══ Entries shown ══
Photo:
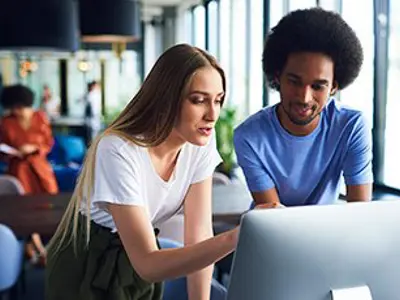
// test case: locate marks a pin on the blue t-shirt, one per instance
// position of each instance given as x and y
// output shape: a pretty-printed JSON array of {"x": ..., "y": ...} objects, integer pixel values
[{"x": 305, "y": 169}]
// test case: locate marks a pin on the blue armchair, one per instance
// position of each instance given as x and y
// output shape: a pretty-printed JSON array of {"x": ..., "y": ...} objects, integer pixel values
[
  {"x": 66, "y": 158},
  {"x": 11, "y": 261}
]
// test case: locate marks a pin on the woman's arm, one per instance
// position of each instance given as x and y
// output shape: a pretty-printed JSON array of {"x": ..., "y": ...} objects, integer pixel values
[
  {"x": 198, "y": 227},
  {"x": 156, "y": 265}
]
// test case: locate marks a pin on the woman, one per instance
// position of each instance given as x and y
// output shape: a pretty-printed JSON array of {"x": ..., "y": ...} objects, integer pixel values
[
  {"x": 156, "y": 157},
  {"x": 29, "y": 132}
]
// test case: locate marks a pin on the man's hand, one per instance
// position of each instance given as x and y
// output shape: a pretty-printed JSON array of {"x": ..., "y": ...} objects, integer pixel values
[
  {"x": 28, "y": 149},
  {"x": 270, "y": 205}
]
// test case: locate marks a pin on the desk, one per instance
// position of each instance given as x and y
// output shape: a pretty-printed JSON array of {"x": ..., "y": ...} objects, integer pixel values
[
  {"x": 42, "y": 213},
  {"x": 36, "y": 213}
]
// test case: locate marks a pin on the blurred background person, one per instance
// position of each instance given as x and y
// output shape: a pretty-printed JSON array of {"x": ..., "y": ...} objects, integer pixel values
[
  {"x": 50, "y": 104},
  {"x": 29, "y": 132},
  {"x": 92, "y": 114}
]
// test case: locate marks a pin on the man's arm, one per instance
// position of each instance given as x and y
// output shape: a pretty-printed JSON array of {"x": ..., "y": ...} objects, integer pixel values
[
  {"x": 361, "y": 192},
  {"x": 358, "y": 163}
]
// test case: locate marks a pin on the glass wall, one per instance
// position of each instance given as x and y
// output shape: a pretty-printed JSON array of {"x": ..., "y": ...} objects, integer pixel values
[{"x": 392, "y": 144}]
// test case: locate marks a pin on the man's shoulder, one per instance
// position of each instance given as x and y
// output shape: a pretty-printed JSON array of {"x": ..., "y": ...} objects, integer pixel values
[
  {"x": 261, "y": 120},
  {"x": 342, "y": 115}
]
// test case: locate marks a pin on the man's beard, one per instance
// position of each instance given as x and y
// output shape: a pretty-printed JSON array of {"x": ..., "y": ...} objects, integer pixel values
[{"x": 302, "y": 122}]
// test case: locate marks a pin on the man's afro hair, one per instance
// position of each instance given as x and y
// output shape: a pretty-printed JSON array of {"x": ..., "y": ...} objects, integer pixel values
═══
Copy the items from the line holding "beard, one per instance" through the end of the items, inclusive, substituting "curly hair" for "afro hair" and leaving all else unchanged.

// test case: locate marks a pin on the man's beard, one per instance
// position of each instance given as x and y
// output shape: a pretty-printed JSON array of {"x": ..., "y": ...} objects, integer pixel values
[{"x": 302, "y": 122}]
// test case: locate marks a pin on the man's curly hair, one per instance
// position of each instance given as x and y
// output shape: a pretty-printed JSON array of {"x": ..., "y": ...} objects, integer pixel values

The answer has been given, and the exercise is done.